> EXERCISE DATA
______
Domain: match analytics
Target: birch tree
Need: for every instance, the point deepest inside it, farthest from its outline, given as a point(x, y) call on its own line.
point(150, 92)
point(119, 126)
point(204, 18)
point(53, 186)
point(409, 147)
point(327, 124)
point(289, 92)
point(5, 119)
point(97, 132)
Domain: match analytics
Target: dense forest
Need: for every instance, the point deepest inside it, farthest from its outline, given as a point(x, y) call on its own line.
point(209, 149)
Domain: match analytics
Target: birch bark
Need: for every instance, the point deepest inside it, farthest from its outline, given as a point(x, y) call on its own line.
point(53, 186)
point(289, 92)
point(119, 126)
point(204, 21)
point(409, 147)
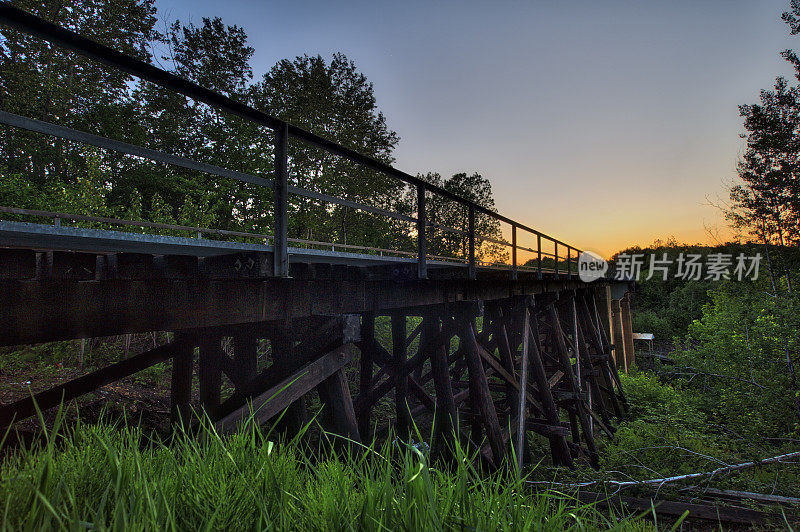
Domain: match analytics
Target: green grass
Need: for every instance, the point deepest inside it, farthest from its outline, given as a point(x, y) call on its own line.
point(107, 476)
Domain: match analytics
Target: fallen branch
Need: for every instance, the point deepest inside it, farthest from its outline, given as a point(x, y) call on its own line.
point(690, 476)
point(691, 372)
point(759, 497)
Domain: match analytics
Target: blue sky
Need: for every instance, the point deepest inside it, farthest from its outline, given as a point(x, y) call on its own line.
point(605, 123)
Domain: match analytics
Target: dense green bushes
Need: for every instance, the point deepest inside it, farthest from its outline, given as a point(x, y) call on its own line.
______
> HOW TO COMPLETE THIS TASK
Output the full set of records above without changing a word, and drop the images.

> TASK RESULT
Domain: match analytics
Target: birch tree
Need: for every instance, the point deepest inside it, farthest from its outline, given as a point(x, y) call on its own line.
point(150, 92)
point(119, 126)
point(204, 18)
point(53, 186)
point(409, 147)
point(327, 124)
point(289, 92)
point(5, 119)
point(97, 132)
Domain: match analytics
Target: dense forest
Need: for every instance, the point deepest inside it, farthest from its outline, given as a point(x, y) call on its own line.
point(209, 149)
Domain: match analytics
Target: birch bark
Need: for every instance, the point deepest inside it, farthest from its outline, given as a point(x, y) call on its own line.
point(53, 186)
point(289, 92)
point(119, 126)
point(204, 21)
point(409, 147)
Domain: match analytics
Target: green grass
Need: for every instance, the point deepest inside it, farthest from its outline, given as a point(x, y) call on its own line.
point(107, 476)
Domain: match analytics
Target: fallen branch
Need: for every instance, the point deepest inside it, farthest from its outline, given as a point(x, y) call on its own line.
point(690, 476)
point(691, 372)
point(759, 497)
Domain: match analytics
Target: blue sky
Need: for every instance, the point deepest inside it, farthest from its outline, given as a point(x, y) call on its own line.
point(605, 123)
Domain: match analytics
Target: dense green bushes
Need: for every instance, the point deepest inside it, farthest from its outline, given as a point(x, y) call on its own line.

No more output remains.